- _THE REQUEST_
Reproduce all the entries exactly.

-- Start DATA EXCERPTS --

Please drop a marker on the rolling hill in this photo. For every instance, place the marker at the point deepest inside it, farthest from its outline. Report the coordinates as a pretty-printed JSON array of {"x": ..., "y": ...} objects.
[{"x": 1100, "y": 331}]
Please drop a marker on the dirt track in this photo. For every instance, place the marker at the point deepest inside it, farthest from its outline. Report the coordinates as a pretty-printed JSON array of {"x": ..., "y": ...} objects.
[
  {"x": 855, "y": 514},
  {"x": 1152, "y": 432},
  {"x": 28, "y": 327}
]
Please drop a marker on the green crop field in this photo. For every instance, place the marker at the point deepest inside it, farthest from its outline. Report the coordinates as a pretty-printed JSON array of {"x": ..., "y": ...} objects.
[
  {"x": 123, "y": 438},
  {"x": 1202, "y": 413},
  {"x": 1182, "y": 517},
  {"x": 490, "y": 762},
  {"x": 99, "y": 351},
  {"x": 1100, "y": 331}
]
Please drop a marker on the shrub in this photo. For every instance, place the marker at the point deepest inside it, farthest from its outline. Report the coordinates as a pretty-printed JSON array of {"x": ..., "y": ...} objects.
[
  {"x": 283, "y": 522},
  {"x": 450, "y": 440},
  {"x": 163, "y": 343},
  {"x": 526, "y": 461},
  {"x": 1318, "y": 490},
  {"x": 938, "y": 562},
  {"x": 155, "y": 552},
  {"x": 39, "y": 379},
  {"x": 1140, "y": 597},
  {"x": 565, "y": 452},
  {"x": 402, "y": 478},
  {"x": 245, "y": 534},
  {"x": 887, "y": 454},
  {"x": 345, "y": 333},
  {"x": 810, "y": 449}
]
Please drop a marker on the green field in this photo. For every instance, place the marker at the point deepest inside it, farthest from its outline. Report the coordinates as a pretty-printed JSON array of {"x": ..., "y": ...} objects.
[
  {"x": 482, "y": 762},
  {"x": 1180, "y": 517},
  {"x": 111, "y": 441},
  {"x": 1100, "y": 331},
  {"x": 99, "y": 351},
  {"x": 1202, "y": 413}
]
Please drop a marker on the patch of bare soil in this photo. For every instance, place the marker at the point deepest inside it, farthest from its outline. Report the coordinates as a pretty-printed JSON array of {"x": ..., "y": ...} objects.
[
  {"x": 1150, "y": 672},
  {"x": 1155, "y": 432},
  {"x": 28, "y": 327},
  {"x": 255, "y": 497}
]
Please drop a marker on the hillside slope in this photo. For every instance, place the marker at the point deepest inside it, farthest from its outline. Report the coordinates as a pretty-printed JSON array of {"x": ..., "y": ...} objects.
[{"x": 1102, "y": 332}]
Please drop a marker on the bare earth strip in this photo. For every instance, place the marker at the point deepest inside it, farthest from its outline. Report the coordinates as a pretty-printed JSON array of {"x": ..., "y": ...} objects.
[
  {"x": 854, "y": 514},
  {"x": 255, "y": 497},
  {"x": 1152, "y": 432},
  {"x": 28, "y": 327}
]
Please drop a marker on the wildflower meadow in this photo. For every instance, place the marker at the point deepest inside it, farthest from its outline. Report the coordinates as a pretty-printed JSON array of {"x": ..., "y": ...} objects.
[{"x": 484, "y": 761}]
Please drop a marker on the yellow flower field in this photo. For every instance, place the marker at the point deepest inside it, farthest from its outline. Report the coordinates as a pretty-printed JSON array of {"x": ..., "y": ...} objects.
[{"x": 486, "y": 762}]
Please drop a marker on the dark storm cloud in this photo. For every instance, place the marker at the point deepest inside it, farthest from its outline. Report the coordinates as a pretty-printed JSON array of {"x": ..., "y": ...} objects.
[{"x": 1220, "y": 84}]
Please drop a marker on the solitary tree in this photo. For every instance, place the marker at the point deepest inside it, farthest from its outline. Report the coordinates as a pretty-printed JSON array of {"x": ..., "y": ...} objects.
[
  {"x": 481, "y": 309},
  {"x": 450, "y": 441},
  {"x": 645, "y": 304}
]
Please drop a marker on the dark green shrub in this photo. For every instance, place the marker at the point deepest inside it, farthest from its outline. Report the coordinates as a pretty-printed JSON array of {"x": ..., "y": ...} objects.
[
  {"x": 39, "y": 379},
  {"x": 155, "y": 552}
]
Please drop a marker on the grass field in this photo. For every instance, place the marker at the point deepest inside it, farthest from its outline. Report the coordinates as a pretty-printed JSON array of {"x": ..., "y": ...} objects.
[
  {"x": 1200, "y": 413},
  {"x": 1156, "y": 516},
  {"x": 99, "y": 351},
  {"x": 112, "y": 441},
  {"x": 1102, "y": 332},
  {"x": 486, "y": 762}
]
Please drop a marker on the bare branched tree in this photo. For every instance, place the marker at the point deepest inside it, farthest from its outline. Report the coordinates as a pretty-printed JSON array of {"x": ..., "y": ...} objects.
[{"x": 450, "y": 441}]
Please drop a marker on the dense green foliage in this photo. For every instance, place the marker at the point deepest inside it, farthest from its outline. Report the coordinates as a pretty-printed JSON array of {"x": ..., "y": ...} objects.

-- End DATA EXCERPTS --

- _EXPECTED ANSWER_
Please drop a marker on the rolling hill in this photo. For every instance, place the marker at the point deepest inside it, farthest from its outline. Report the coordinates as a pretty-printed JSON array of {"x": ..., "y": ...} objects.
[{"x": 1100, "y": 331}]
Please drop a marker on the dirt track in this photo. For every instance, place the marker at the point deepest inside it, farthest from its outline. Report the coordinates as a pretty-printed JSON array of {"x": ..., "y": ...} objects.
[
  {"x": 855, "y": 514},
  {"x": 1152, "y": 432},
  {"x": 28, "y": 327}
]
Please drop a marker on the green crop field in this photo. For every instance, place the marker at the point deepest inside it, farthest from its outline. Report the coordinates as a pretty-printed JSON array of {"x": ..., "y": ...} objects.
[
  {"x": 123, "y": 438},
  {"x": 1202, "y": 413},
  {"x": 1182, "y": 517},
  {"x": 490, "y": 762},
  {"x": 99, "y": 351},
  {"x": 1100, "y": 331}
]
Please drop a marker on the shrub in this photo. For every instance, place the marker at the point deepest inside it, farthest from its outline. Report the coordinates as a pretty-printed JSON array of {"x": ..., "y": ...} objects.
[
  {"x": 283, "y": 522},
  {"x": 450, "y": 440},
  {"x": 163, "y": 343},
  {"x": 526, "y": 461},
  {"x": 1318, "y": 490},
  {"x": 938, "y": 562},
  {"x": 155, "y": 552},
  {"x": 39, "y": 379},
  {"x": 1140, "y": 597},
  {"x": 565, "y": 452},
  {"x": 402, "y": 478},
  {"x": 245, "y": 534},
  {"x": 887, "y": 454},
  {"x": 345, "y": 333},
  {"x": 810, "y": 449}
]
Please drop a marker on the green field in this photo. For every instance, place the marker at the point deepest inside it, farthest from its outline. Report the coordinates as a pretty-printed JSON array of {"x": ..., "y": ...} objects.
[
  {"x": 482, "y": 762},
  {"x": 1180, "y": 517},
  {"x": 111, "y": 441},
  {"x": 1100, "y": 331},
  {"x": 99, "y": 351},
  {"x": 1202, "y": 413}
]
Please drop a marker on the patch of bare soil in this photo. For every instance, place the marker at the point deepest inside it, farthest from its outline. Report the coordinates as a pretty-printed JSON array of {"x": ..., "y": ...} objects.
[
  {"x": 1150, "y": 672},
  {"x": 1155, "y": 432},
  {"x": 28, "y": 327},
  {"x": 255, "y": 497}
]
Please drop a marker on the hillside slope in this photo. For every instance, place the marker at the point deepest inside it, farthest from its outline. Report the coordinates as a pretty-printed JSON array of {"x": ..., "y": ...} objects.
[{"x": 1102, "y": 332}]
Please drop a marker on the bare earth strip in this photo. For every instance, place the marker at the point deepest inside it, farthest from its outline. Report the coordinates as a pretty-printed JSON array of {"x": ..., "y": ...} objects.
[
  {"x": 854, "y": 514},
  {"x": 255, "y": 497},
  {"x": 1152, "y": 432},
  {"x": 28, "y": 327}
]
Please drop a marker on the wildflower meadow in this photo. For every instance, place the marker at the point deepest inside it, farthest from its outline. Report the coordinates as a pretty-printed JSON array of {"x": ..., "y": ...} objects.
[{"x": 484, "y": 761}]
Please drop a marker on the yellow flower field in this photo. For every instance, place the marker at the point deepest inside it, farthest from its outline. Report the coordinates as a pretty-printed JSON array of {"x": ..., "y": ...} objects.
[{"x": 486, "y": 762}]
Please drop a marker on the dark storm cloud in this photo. For every instance, place the marker at the point deepest inside it, farthest from its outline. Report the coordinates as a pretty-printed JSON array of {"x": ..., "y": ...} objects.
[{"x": 1220, "y": 84}]
Please drop a marker on the solitary tree in this photo. For every instance, place the marker at the point deepest inside it, farthest from its outline. Report the coordinates as a pretty-printed JSON array of {"x": ..., "y": ...} objects.
[
  {"x": 481, "y": 309},
  {"x": 450, "y": 441},
  {"x": 645, "y": 304}
]
Please drop a marker on the dark green shrub in this photo. For every instance, place the marker at the point deepest inside it, farthest from its outline. Report the coordinates as a pretty-printed JSON array of {"x": ..., "y": ...} objects.
[
  {"x": 39, "y": 379},
  {"x": 155, "y": 552}
]
Please drop a marker on the grass field in this photo. For every instance, place the marker at the point deepest inside it, farthest from its outline. Report the coordinates as a pretty-printed JSON array of {"x": ..., "y": ...} objects.
[
  {"x": 1200, "y": 413},
  {"x": 1156, "y": 516},
  {"x": 99, "y": 351},
  {"x": 112, "y": 441},
  {"x": 1102, "y": 332},
  {"x": 486, "y": 762}
]
Please drop a marker on the bare branched tree in this photo. For every instance, place the marker at the point deepest inside it, farthest from its outline. Report the coordinates as a pretty-printed JSON array of {"x": ..., "y": ...} objects.
[{"x": 450, "y": 441}]
Please drop a marker on the dense green foliage in this photo. For every instance, place the marker at the point deepest inside it, farthest from its outline. Report the coordinates as a pretty-printed JSON array of {"x": ..., "y": ...} objects.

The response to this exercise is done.